[[ Information supplied, beginning ]]
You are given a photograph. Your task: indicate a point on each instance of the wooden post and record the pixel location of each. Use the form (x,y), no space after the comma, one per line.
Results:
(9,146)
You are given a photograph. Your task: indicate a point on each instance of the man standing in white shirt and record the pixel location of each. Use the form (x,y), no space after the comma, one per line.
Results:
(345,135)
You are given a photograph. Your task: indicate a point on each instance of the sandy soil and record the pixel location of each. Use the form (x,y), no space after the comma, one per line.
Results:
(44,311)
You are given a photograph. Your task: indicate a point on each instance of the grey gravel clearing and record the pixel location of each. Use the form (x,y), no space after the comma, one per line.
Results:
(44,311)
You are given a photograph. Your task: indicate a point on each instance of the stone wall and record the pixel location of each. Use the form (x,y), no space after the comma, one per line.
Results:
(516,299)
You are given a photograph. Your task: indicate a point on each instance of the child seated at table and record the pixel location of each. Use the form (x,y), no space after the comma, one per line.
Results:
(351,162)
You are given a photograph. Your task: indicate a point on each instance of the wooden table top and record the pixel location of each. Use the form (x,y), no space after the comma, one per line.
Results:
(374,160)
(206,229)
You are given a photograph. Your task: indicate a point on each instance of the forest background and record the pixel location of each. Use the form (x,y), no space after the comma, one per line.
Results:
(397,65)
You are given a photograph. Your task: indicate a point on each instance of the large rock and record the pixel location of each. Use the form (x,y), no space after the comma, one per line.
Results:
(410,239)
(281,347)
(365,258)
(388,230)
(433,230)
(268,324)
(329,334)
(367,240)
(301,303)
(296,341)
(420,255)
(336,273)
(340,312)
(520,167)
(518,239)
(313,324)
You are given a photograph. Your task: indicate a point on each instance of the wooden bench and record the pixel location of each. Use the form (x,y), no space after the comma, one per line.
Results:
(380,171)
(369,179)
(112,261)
[[ Information supplied, end ]]
▶ What is needed
With every word kept as it is, set down the entries again.

▶ Response to this task
You are given a photograph. Your task: indicate a point on each instance of the wooden post and record the pixel location of each. Use the form (x,y), no space after the comma, one per line.
Results:
(9,146)
You are given a photograph. Your task: indicate a point on each instance of the man standing in white shirt and record the pixel location of each. Use the form (x,y), no space after the comma, one per line.
Results:
(345,135)
You are given a photograph. Your task: indicate a point on each instance of the sandy soil and record the pixel location of each. Use the form (x,y), no space after the comma, one per line.
Results:
(44,311)
You are given a photograph. Your task: indicate a point on each instance of the grey gravel clearing and record the pixel location of each. Use the form (x,y), no space after the comma, one per line.
Results:
(44,311)
You are given a photograph. Your task: indicate a point on each instance of the stone wall and record the pixel location of each. Use the form (x,y), no space after the comma, one per line.
Results:
(516,299)
You are given a photograph. Your task: indicate a point on each instance of the child seated at table and record the pixel location of each. Use the form (x,y), no space after the comma, one per line.
Results:
(351,162)
You are given a photograph. Your task: indicate a point on each instance of the wooden table top and record the pixel location of each. Use the form (x,y), no space after the comma, one per line.
Results:
(374,160)
(206,229)
You are given a photograph. Your task: indicate a point on each instance of the forest background and record the pixel location of each. Use the form (x,y), no space after the comma, one per line.
Results:
(397,65)
You are given a photograph. Your task: indicate a point on each instance of the large rock and record the pixel location of each. Use the form (x,y), no space after the comma, one per line.
Results:
(410,239)
(281,347)
(365,258)
(388,230)
(433,230)
(268,324)
(329,334)
(367,240)
(301,303)
(296,341)
(420,255)
(336,273)
(340,312)
(520,167)
(518,239)
(313,324)
You are given a photograph. Your task: indicate a point on each instance of the wooden bench and record the pixel location of each. Use the form (x,y), no space after the comma, one per line.
Results:
(380,171)
(369,179)
(112,261)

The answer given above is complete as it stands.